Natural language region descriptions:
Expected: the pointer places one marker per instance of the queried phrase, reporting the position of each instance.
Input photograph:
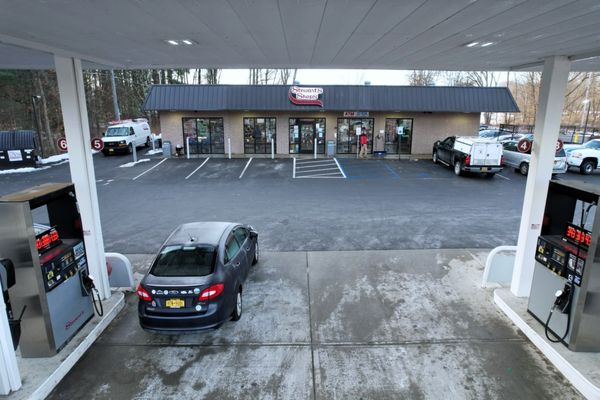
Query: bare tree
(212, 76)
(422, 78)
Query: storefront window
(205, 135)
(303, 134)
(398, 135)
(258, 134)
(346, 134)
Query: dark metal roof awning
(334, 98)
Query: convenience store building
(399, 121)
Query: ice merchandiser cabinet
(50, 261)
(565, 290)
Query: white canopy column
(547, 126)
(74, 111)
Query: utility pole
(115, 100)
(37, 126)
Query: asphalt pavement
(373, 205)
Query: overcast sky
(329, 76)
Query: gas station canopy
(384, 34)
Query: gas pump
(41, 233)
(565, 289)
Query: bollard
(187, 146)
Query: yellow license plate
(175, 303)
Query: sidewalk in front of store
(326, 325)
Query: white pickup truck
(586, 157)
(121, 136)
(469, 154)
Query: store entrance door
(307, 137)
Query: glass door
(307, 137)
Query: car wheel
(586, 167)
(237, 308)
(457, 168)
(524, 168)
(256, 253)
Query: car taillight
(143, 293)
(211, 292)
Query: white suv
(121, 136)
(586, 157)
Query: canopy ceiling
(381, 34)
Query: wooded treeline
(582, 100)
(23, 92)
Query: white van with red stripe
(122, 135)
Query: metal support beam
(72, 100)
(547, 125)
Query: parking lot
(370, 205)
(368, 286)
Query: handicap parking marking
(246, 167)
(150, 169)
(328, 168)
(194, 171)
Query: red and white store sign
(304, 96)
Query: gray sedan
(197, 279)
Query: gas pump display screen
(47, 240)
(578, 236)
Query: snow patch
(131, 164)
(55, 159)
(21, 170)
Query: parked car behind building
(520, 160)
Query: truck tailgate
(486, 154)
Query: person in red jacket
(363, 145)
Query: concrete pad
(41, 375)
(581, 369)
(400, 296)
(468, 370)
(175, 372)
(275, 310)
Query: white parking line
(150, 169)
(317, 170)
(339, 166)
(246, 167)
(201, 165)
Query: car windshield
(178, 260)
(117, 131)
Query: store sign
(302, 96)
(356, 113)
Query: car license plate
(175, 303)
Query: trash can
(167, 149)
(330, 148)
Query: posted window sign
(305, 96)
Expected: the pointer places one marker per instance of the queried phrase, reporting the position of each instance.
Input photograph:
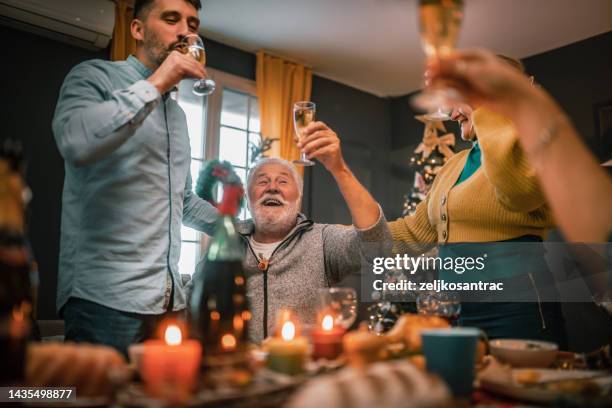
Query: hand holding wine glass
(193, 46)
(322, 143)
(176, 67)
(303, 115)
(440, 22)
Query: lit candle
(287, 354)
(170, 368)
(327, 339)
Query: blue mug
(451, 354)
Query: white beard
(275, 220)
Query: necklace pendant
(263, 264)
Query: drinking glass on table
(303, 115)
(443, 304)
(193, 45)
(440, 22)
(341, 303)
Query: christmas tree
(429, 157)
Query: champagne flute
(440, 22)
(194, 46)
(303, 114)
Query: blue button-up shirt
(126, 190)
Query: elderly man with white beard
(288, 257)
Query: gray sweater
(312, 256)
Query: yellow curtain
(122, 43)
(280, 84)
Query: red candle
(327, 339)
(170, 368)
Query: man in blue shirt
(127, 182)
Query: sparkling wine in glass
(342, 303)
(303, 115)
(194, 46)
(440, 24)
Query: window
(224, 125)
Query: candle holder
(170, 367)
(287, 352)
(327, 338)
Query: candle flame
(288, 331)
(173, 335)
(327, 323)
(228, 342)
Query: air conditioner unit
(85, 23)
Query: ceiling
(373, 45)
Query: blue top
(127, 188)
(505, 259)
(472, 163)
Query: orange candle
(327, 339)
(288, 353)
(170, 368)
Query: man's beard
(272, 220)
(156, 51)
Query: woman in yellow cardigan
(489, 194)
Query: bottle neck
(232, 194)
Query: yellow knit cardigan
(500, 201)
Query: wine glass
(341, 303)
(193, 45)
(440, 22)
(443, 304)
(303, 114)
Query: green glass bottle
(219, 308)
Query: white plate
(534, 393)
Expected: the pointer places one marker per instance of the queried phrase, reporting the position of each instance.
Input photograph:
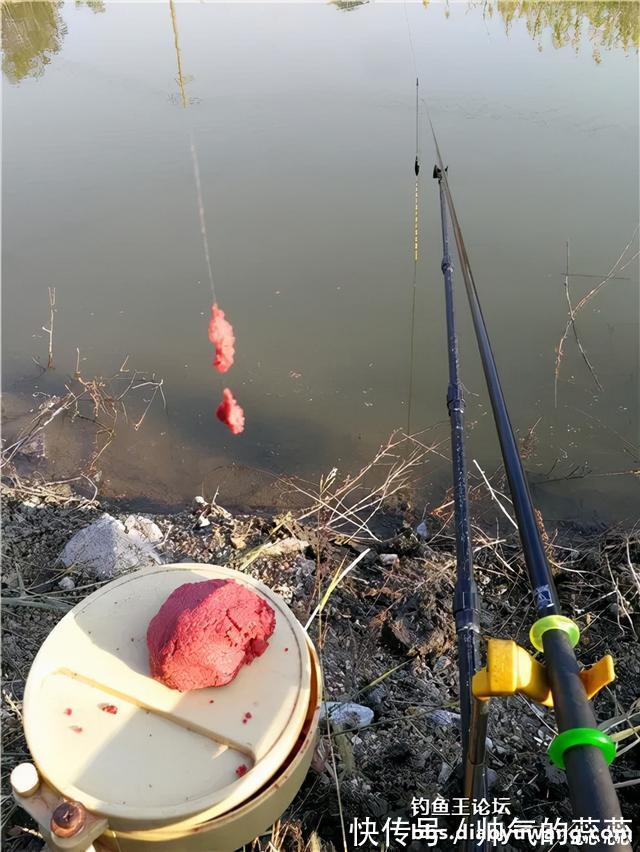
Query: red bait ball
(222, 336)
(230, 413)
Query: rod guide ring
(553, 622)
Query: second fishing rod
(580, 748)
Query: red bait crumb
(230, 413)
(222, 336)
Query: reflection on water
(606, 24)
(32, 32)
(306, 155)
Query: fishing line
(203, 224)
(416, 248)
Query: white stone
(145, 527)
(346, 714)
(421, 530)
(105, 549)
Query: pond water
(303, 117)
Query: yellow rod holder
(511, 669)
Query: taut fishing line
(416, 224)
(220, 330)
(203, 223)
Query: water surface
(303, 117)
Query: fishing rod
(580, 748)
(474, 713)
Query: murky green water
(303, 117)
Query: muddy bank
(386, 639)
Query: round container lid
(103, 732)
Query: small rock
(346, 714)
(285, 547)
(492, 777)
(105, 549)
(444, 774)
(444, 718)
(144, 527)
(304, 567)
(422, 530)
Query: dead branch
(573, 311)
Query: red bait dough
(205, 632)
(230, 413)
(222, 336)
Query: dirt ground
(387, 641)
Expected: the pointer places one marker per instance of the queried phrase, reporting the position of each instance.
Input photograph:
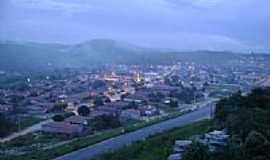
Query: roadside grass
(86, 141)
(158, 147)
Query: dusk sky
(236, 25)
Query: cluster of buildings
(130, 92)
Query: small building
(63, 128)
(179, 148)
(79, 120)
(130, 114)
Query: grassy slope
(157, 147)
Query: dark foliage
(83, 111)
(6, 126)
(247, 119)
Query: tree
(98, 101)
(58, 118)
(6, 126)
(59, 107)
(173, 103)
(197, 151)
(83, 111)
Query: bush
(83, 111)
(197, 151)
(58, 118)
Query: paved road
(91, 152)
(26, 131)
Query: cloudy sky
(237, 25)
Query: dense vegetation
(6, 126)
(247, 120)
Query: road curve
(115, 143)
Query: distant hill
(36, 56)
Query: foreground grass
(158, 147)
(83, 142)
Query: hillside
(35, 56)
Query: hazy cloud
(240, 25)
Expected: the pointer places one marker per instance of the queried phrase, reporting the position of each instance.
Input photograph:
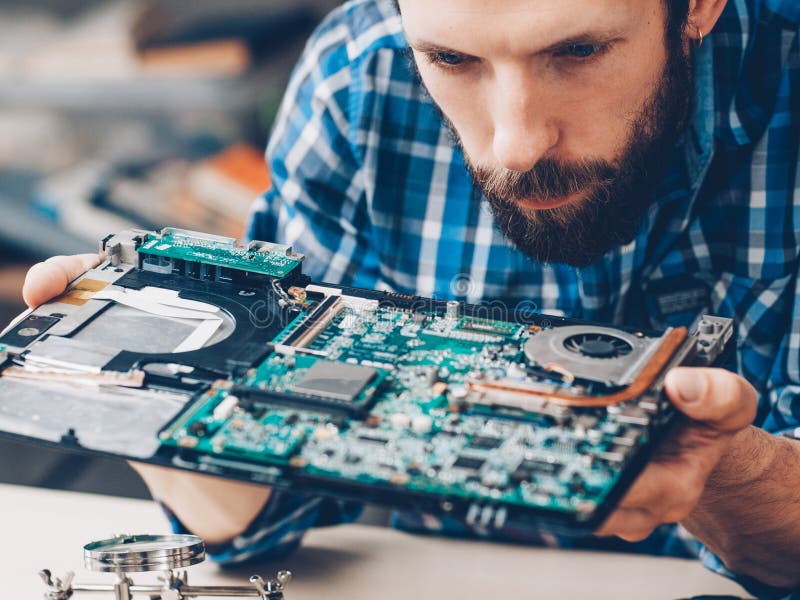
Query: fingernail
(690, 384)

— What to work on —
Verbatim output of every entry above is required, though pictures are to be left out.

— Answer for this exercise —
Expected: the pointer places one marker per instance of the queried phrase, reporting the position of each instance.
Input photograph:
Query: bare tree
(212, 76)
(422, 78)
Query: storefront window
(205, 135)
(303, 134)
(398, 135)
(258, 134)
(346, 134)
Query: dark metal roof awning
(334, 98)
Query: convenience store building
(399, 121)
Query: ice merchandiser cabinet
(50, 261)
(565, 290)
Query: white canopy column
(547, 126)
(74, 111)
Query: utility pole
(115, 100)
(37, 126)
Query: asphalt pavement
(373, 205)
Query: overcast sky
(329, 76)
Query: gas station canopy
(384, 34)
Query: gas pump
(41, 233)
(565, 289)
Query: bollard
(187, 146)
Query: yellow license plate
(175, 303)
Query: sidewalk in front of store
(326, 325)
Query: white pickup truck
(586, 157)
(121, 136)
(469, 154)
Query: store entrance door
(307, 137)
Query: glass door
(307, 137)
Query: car wheel
(586, 167)
(237, 308)
(457, 168)
(524, 168)
(256, 253)
Query: car taillight
(143, 293)
(211, 292)
Query: white suv
(121, 136)
(586, 157)
Query: canopy ceiling
(381, 34)
Query: wooded treeline
(582, 100)
(23, 92)
Query: white van with red stripe
(122, 135)
Query: metal support beam
(72, 100)
(547, 125)
Query: parking lot
(370, 205)
(368, 286)
Query: handicap parking marking
(246, 167)
(150, 169)
(328, 168)
(194, 171)
Query: red and white store sign
(304, 96)
Query: gray sedan
(197, 279)
Query: gas pump display screen
(47, 240)
(578, 236)
Query: snow patch
(131, 164)
(55, 159)
(21, 170)
Query: parked car behind building
(520, 160)
Query: truck tailgate
(486, 154)
Query: person in red jacket
(363, 145)
Query: concrete pad
(41, 375)
(581, 369)
(400, 296)
(468, 370)
(175, 372)
(275, 310)
Query: white parking line
(150, 169)
(317, 170)
(339, 166)
(246, 167)
(201, 165)
Query: car windshield
(178, 260)
(117, 131)
Query: store sign
(302, 96)
(356, 113)
Query: car license plate
(175, 303)
Query: trash can
(167, 149)
(330, 148)
Query: posted window sign
(305, 96)
Expected: the pointer places one marker per instance of the queried phrase, reporting the position of each instance.
Input photograph:
Query: hand holding wine glass
(193, 46)
(322, 143)
(176, 67)
(303, 115)
(440, 22)
Query: lit candle
(287, 354)
(170, 368)
(327, 339)
Query: blue mug
(451, 354)
Query: white beard
(275, 220)
Query: necklace pendant
(263, 264)
Query: drinking glass on table
(303, 115)
(443, 304)
(193, 45)
(440, 22)
(341, 303)
Query: christmas tree
(429, 157)
Query: champagne flute
(440, 22)
(194, 46)
(303, 114)
Query: blue button-up shirt
(126, 190)
Query: elderly man with white beard
(288, 257)
Query: gray sweater
(312, 256)
Query: yellow curtain
(122, 43)
(280, 84)
Query: red candle
(327, 339)
(170, 368)
Query: man in blue shirt
(127, 182)
Query: sparkling wine in glass
(342, 303)
(303, 115)
(194, 46)
(440, 24)
Query: window
(224, 125)
Query: candle holder
(170, 367)
(287, 352)
(327, 338)
Query: candle flame
(288, 331)
(173, 335)
(327, 323)
(228, 342)
Query: air conditioner unit
(85, 23)
Query: ceiling
(373, 45)
Query: blue top
(127, 188)
(505, 259)
(472, 163)
Query: orange candle
(327, 339)
(288, 353)
(170, 368)
Query: man's beard
(272, 220)
(156, 51)
Query: woman in yellow cardigan
(489, 194)
Query: bottle neck
(232, 194)
Query: yellow knit cardigan
(500, 201)
Query: wine glass
(341, 303)
(193, 45)
(440, 22)
(443, 304)
(303, 114)
Query: green glass bottle
(219, 308)
Query: white plate
(534, 393)
Expected: the pointer places one marker per instance of the queried phrase, reporting the position of each instance.
Input photograph:
Query: red bait ball
(222, 336)
(230, 413)
Query: rod guide ring
(553, 622)
Query: second fishing rod
(580, 748)
Query: red bait crumb
(230, 413)
(222, 336)
Query: reflection on water
(606, 24)
(32, 32)
(306, 155)
Query: fishing line
(203, 224)
(416, 248)
Query: white stone
(145, 527)
(346, 714)
(421, 530)
(105, 549)
Query: pond water
(303, 117)
Query: yellow rod holder
(511, 669)
Query: taut fishing line
(416, 224)
(220, 330)
(203, 223)
Query: water surface
(303, 117)
Query: fishing rod
(580, 748)
(474, 713)
Query: murky green water
(303, 117)
Query: muddy bank
(386, 639)
Query: round container lid
(103, 732)
Query: small rock
(346, 714)
(285, 547)
(492, 777)
(105, 549)
(444, 774)
(444, 718)
(144, 527)
(304, 567)
(422, 530)
Query: dead branch
(573, 311)
Query: red bait dough
(205, 632)
(230, 413)
(222, 336)
Query: dirt ground
(387, 641)
Expected: the pointer places one marker per instance of the queried phrase, reporting the position of each instance.
Input photograph:
Query: roadside grass
(86, 141)
(158, 147)
Query: dusk sky
(236, 25)
Query: cluster of buildings
(130, 92)
Query: small building
(63, 128)
(179, 148)
(79, 120)
(130, 114)
Query: grassy slope
(157, 147)
Query: dark foliage
(83, 111)
(6, 126)
(247, 119)
Query: tree
(98, 101)
(58, 118)
(6, 126)
(59, 107)
(173, 103)
(197, 151)
(83, 111)
Query: bush
(83, 111)
(197, 151)
(58, 118)
Query: paved road
(91, 152)
(26, 131)
Query: cloudy sky
(237, 25)
Query: dense vegetation
(6, 126)
(247, 120)
Query: road curve
(115, 143)
Query: distant hill
(36, 56)
Query: foreground grass
(158, 147)
(83, 142)
Query: hillside
(35, 56)
Query: hazy cloud
(240, 25)
Expected: the pointer places one marker per instance of the queried phrase, reporting the position of each instance.
Input photograph:
Query: fingernail
(690, 384)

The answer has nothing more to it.